Point annotation records
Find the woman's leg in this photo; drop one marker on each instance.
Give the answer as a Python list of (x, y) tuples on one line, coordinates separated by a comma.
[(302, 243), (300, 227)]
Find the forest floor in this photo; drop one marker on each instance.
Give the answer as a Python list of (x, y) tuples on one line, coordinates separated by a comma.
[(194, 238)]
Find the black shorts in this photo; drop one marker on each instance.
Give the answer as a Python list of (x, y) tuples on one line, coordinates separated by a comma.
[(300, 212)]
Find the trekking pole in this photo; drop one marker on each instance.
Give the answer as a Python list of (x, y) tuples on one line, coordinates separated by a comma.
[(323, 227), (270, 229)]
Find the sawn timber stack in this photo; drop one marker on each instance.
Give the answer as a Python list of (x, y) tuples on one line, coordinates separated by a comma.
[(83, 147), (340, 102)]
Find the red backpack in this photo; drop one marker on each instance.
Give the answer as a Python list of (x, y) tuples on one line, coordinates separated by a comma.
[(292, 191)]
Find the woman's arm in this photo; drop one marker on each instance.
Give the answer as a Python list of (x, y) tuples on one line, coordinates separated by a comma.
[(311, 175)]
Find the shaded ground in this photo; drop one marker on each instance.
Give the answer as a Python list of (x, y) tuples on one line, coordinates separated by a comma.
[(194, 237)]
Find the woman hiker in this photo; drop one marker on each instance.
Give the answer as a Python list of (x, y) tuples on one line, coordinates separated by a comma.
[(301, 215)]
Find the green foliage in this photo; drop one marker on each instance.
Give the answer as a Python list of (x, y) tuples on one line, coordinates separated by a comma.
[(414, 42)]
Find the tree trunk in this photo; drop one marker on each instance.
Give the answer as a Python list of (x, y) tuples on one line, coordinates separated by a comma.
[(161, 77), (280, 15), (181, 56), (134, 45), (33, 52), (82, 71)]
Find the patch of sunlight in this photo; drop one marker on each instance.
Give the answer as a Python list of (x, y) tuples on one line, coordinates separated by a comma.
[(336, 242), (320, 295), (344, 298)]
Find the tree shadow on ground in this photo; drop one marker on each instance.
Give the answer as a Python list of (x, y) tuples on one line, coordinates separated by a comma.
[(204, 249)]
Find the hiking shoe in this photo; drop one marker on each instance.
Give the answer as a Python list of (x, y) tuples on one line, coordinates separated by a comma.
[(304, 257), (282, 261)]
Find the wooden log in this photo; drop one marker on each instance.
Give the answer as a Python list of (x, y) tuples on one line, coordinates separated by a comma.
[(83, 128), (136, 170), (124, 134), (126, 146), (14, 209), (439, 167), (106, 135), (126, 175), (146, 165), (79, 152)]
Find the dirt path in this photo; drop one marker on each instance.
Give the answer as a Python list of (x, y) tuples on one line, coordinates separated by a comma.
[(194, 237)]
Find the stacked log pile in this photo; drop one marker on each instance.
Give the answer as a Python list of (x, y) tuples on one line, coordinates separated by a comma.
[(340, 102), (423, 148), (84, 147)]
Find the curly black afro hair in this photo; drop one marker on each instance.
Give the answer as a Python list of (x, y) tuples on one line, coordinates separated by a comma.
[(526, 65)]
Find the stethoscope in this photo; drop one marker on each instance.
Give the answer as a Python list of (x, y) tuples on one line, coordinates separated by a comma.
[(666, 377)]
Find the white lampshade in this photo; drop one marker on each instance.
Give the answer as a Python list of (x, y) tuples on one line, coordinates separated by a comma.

STATED TASK
Put every row above into a numbered list, leaving out any blank lines.

FINISHED ANSWER
1. Find the woman's leg in this photo; drop one marker on each instance.
2. Give the answer as a Python list of (x, y) tuples on one line, coordinates separated by a comma.
3. [(302, 243), (300, 227)]
4. Find the forest floor in this photo; drop one marker on each instance.
5. Give the answer as a Python list of (x, y) tuples on one line, coordinates separated by a comma.
6. [(194, 238)]
7. Find the black shorts in this photo; drop one marker on each instance.
8. Give the answer as a Python list of (x, y) tuples on one line, coordinates separated by a comma.
9. [(300, 212)]
10. Find the trekking pole in this photo; drop one marker on each instance.
11. Give the answer as a Python list of (x, y) tuples on one line, coordinates separated by a comma.
12. [(323, 227), (270, 229)]
13. Find the sawn timber stack in this photo; drop one marker on each instance.
14. Give the answer as a Python list of (x, y) tuples on one line, coordinates separated by a comma.
15. [(83, 147), (340, 102)]
16. Find the red backpack in this photo; drop one marker on each instance.
17. Give the answer as a Python list of (x, y) tuples on one line, coordinates separated by a comma.
18. [(292, 191)]
19. Find the woman's arm in this photo; drop one marker on each instance.
20. Give the answer as a Python list of (x, y) tuples on one line, coordinates separated by a comma.
21. [(311, 175)]
22. Find the shaded ground in this photo; drop one marker on each instance.
23. Give the answer as a Python list of (x, y) tuples on one line, coordinates separated by a comma.
24. [(194, 237)]
25. Find the woman hiker in this photo; drop one marker on each instance.
26. Give the answer as a Python list of (x, y) tuples on one line, coordinates separated by a comma.
27. [(301, 215)]
28. Find the green foliage in this photo; drop one marker on each instance.
29. Give the answer as a Python list of (x, y) tuples on one line, coordinates separated by a comma.
30. [(414, 42)]
31. Find the tree trunk in this photo; drop one marker on each instance.
32. Give the answer as a Python list of (x, y) tuples on one line, coordinates separated by a comma.
33. [(161, 77), (280, 15), (181, 56), (134, 45), (33, 52), (82, 71)]
34. Find the patch of sunlight in this photo; drop one marker on each instance.
35. Give the answer as a Python list of (x, y) tuples on one line, coordinates separated by a comma.
36. [(336, 242), (320, 295), (344, 298)]
37. Find the tree shadow on ground in this photo; drop one marker on each instance.
38. Give the answer as a Python list of (x, y) tuples on one line, coordinates separated by a comma.
39. [(204, 249)]
40. Find the hiking shoe in this photo; drop one marker on each instance.
41. Give the answer as a Python list of (x, y) tuples on one line, coordinates separated by a comma.
42. [(304, 257), (282, 261)]
43. Find the wooden log in this photo; drop one marker on each instance.
44. Give the answer as a Python list of (x, y) tuples on one line, coordinates separated by a comma.
45. [(83, 128), (136, 170), (124, 134), (126, 146), (14, 209), (439, 167), (106, 135), (126, 175), (146, 165), (79, 152)]
46. Find the dirt path in this photo; drop one marker on each instance.
47. Give the answer as a Python list of (x, y) tuples on one line, coordinates separated by a comma.
48. [(194, 237)]
49. Find the stacked log pile in this photo; drop one marker on each instance.
50. Give the answer as a Python list of (x, y) tuples on one line, coordinates separated by a comma.
51. [(340, 102), (423, 148), (84, 147)]
52. Find the curly black afro hair in this photo; drop one marker on each instance.
53. Give the answer as a Python list of (x, y) tuples on one line, coordinates separated by a comma.
54. [(526, 65)]
55. Find the stethoscope in this photo; drop one marker on each instance.
56. Give the answer as a Python list of (x, y) tuples on one line, coordinates separated by a comma.
57. [(666, 377)]
58. Find the white lampshade in this photo; drop one marker on each instance.
59. Give the answer as a Python list of (x, y) tuples on one line, coordinates separated by a comma.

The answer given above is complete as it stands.